__EXERCISE PASSAGE__.
BEGIN

Astronomers were shocked last January when a research team floated the possibility that there might be an as yet undiscovered large planet lurking far out at the distant edge of the solar system.
Almost 12 months on, we still don't seem to be any the wiser about what is being called Planet Nine or whether it even exists. So far most astronomers are sceptical, but the mathematical models used to predict the new planet continue to suggest that there is something unseen out there, something very massive – equal to 10 Earth masses – and something whose gravity is causing strange effects at the edges of the solar system.
Although efforts to spot the object continue, this is a huge challenge given that it supposedly orbits 20 times farther from the sun than does the gas giant Neptune. Neptune orbits every 165 years, but it takes the mysterious Planet Nine about 17,000 years per orbit because it is so very far away.
This makes a direct observation very difficult, even using the world’s most powerful telescopes. But if it is so far away and can’t be seen, how do we know so much about it?
It comes down to the ability of mathematics to make predictions about things before they can be proven by experiments or observations.
Neptune was discovered using mathematical models. Its closer twin, Uranus, was discovered in 1781, but by 1800s astronomers were aware there was a wobble in its orbit, implying there was something else out there. John Couch Adams and Urbain Jean Joseph Le Verrier came to the same conclusion – that there was another big planet out there – using maths to pinpoint its location. Johann Gottfried Galle used this data to observe Neptune in 1846.
This approach is being repeated today after calculations by Konstantin Batygin and Mike Brown of the California Institute of Technology predicted there was another very heavy and very distant planet orbiting the sun.

END

__DATA UNDER STUDY__.

BEGIN

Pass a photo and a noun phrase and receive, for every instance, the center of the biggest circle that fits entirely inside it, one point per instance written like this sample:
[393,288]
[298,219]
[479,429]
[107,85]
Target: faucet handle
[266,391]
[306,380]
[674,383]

END

__LIST OF TASKS__.
1/ According to the Planet Nine text, how many years does Planet Nine supposedly take to complete one orbit of the sun?
2/ Please carry the Planet Nine text forward, starting after its last sentence.

__RESULTS FOR EACH TASK__.
1/ About 17,000 years.

2/
But while some models support the idea, others do not. "The modelling suggests Planet Nine could not be possible," says Kevin Nolan of IT Tallaght, who is Ireland's representative of the International Planetary Society.
Planet Nine was proposed because of the unusual orbits of a cluster of bodies far beyond Neptune. Something is shepherding these objects, and the models support this, although without backing the idea of a Planet Nine.
“[To prove] the possibility of a planet of Earth’s size or greater, the models don’t work well,” says Nolan. “The models are strong enough to suggest that if a planet was out there we would see it, and we don’t see it.”
These objects could have been shepherded by something else, however; perhaps a massive object previously ejected from the solar system, says Dr Matt Redman, director of the Centre for Astronomy at NUI Galway. Planet Nine could have been pushed out of the solar system long ago, given a slingshot by some of the other giants such as Saturn or Jupiter.
“Our own solar system is remarkably neat. There are rocky planets, then gas giants, then icy bodies in the Edgeworth-Kuiper Belt. The idea of having a large planet out there doesn’t fit into that,” he says, although it would be “very exciting” if it were discovered.
Time for leftovers
If a large body were discovered, it could be a leftover from when the sun and planets were first forming, suggests Emma Whelan, who is setting up a planet formation group at Maynooth University. "The thinking is it is a core leftover from another planet and never became part of the solar system" but was just ejected by the gas giants.
It is not uncommon for “gravitational interactions” to do this or to cause apparent distortions in the orbits of other bodies in a solar system.
Astronomers like to reach a 99.5 per cent level of certainty that a given theory is true before supporting it. The possibility of a Planet Nine is nowhere near that, Dr Whelan says. “People are 60 per cent satisfied it is there.”
But it also shows us something else. “It really shows how little we know about our own solar system. We can observe these trans-Neptunian objects but truly the outer solar system is unknown.”
STAR RECYCLING: HOW SOLAR SYSTEMS ARE FORMED
It takes the explosive death of a star to feed the recycling process that leads to the formation of a new solar system. “Supernovae enrich the interstellar medium and stars, and planets start to form and everything gets recycled,” says Dr Emma Whelan of Maynooth University.
If conditions are right, a revolving disc of material will form, with hydrogen accumulating in the emerging new star. Solid material may coalesce into rocky planets and lighter material into gas giants, and a solar system such as ours can emerge.
However, looking for planets orbiting in distant solar systems around other stars has shown us the variety that is possible.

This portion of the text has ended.